### Selected text
Recently, Mandy took all the children back to the scene of the fire to re-enact the events of that terrifying Saturday morning. Ciaran’s tremendous spirit and courage shone through, as he playacted his part with huge enthusiasm. In her own words, Mandy describes her hopes and fears for the future, as she celebrates each new day:

“I hope that my son will be perfect, but I have fears that his hands, the right in particular, will be somewhat disabled, and that the burn on his forehead will not disappear, and that the bald patch on his head will not regrow. I hate it. But for all that, he’s alive, delightfully brattish, using his hands and looking gorgeous. I’m one happy mum!”


Lord Fraser of Carmylie, the Scots Health Minister, demanded to know, at the time of the accident why a badly burned child had to wait 13 hours for an intensive care bed, and why Ciaran could only be accommodated in Edinburgh, 200 miles away from his home? Lord Fraser said, “I will be asking for a full report on this not only from the Chief Executive of the National Health Service but also from the Scottish Ambulance Service.”

His mother took Ciaran to an Inverness hospital, where it was decided he needed Burns Unit treatment. The nine-bed unit at Aberdeen Royal Infirmary was full and an RAF rescue helicopter from Lossiemouth flew Ciaran to Yorkhill Hospital in Glasgow. The city was fogbound, so he was taken back to Inverness, where he spent another 90 minutes in the helicopter before a bed was found for him at Edinburgh Royal Hospital for Sick Children.

(Natural-language object grounding data)

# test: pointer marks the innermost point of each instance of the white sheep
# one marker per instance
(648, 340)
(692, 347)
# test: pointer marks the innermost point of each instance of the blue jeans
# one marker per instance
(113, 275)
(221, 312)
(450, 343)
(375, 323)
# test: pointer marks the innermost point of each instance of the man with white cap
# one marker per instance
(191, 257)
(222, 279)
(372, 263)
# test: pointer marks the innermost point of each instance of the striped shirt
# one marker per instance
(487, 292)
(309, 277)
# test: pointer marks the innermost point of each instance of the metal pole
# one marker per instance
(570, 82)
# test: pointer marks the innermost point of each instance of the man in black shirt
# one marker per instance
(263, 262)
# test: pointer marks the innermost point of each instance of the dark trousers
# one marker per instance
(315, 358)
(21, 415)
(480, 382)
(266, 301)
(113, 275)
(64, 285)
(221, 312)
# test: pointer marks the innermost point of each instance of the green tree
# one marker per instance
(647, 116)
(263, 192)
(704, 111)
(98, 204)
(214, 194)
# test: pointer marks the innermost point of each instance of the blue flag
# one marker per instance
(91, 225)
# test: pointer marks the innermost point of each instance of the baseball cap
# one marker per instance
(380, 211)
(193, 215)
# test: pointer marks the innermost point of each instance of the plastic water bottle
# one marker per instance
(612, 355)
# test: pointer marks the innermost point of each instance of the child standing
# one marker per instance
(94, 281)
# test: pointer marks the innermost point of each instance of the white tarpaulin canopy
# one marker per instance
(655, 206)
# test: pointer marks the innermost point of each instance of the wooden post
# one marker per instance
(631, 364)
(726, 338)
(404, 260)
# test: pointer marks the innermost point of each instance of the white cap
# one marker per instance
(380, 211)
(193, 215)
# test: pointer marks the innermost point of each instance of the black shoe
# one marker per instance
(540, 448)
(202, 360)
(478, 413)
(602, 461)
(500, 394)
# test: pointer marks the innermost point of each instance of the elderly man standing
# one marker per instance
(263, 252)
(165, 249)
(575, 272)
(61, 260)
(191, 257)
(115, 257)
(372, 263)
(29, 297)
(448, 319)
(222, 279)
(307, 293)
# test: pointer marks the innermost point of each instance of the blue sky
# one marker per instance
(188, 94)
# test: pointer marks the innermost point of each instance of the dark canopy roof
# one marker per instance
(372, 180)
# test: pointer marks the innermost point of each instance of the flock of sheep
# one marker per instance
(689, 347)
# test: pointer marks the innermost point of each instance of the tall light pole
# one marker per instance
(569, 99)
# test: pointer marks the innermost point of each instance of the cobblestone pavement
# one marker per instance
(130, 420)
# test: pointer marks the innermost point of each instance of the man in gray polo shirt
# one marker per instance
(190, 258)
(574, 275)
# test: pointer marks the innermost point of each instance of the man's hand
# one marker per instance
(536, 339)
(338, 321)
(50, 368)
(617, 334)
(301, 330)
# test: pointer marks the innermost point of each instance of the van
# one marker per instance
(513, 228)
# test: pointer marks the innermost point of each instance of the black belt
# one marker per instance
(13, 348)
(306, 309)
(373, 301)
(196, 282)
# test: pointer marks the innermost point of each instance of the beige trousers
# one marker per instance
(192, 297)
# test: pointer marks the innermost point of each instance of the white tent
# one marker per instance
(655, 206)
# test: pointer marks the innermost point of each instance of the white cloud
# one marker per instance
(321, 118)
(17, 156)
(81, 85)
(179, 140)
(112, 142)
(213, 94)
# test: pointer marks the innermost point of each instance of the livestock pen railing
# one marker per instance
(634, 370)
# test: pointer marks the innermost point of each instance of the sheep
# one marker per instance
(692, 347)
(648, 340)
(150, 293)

### Required action 1
List every person the passage about Ciaran names.
### Required action 2
In the passage about Ciaran, copy everything from "His mother took" down to "for Sick Children.".
Use only the passage about Ciaran, not the entries.

### Task output 1
Mandy, Ciaran, Lord Fraser of Carmylie

### Task output 2
His mother took Ciaran to an Inverness hospital, where it was decided he needed Burns Unit treatment. The nine-bed unit at Aberdeen Royal Infirmary was full and an RAF rescue helicopter from Lossiemouth flew Ciaran to Yorkhill Hospital in Glasgow. The city was fogbound, so he was taken back to Inverness, where he spent another 90 minutes in the helicopter before a bed was found for him at Edinburgh Royal Hospital for Sick Children.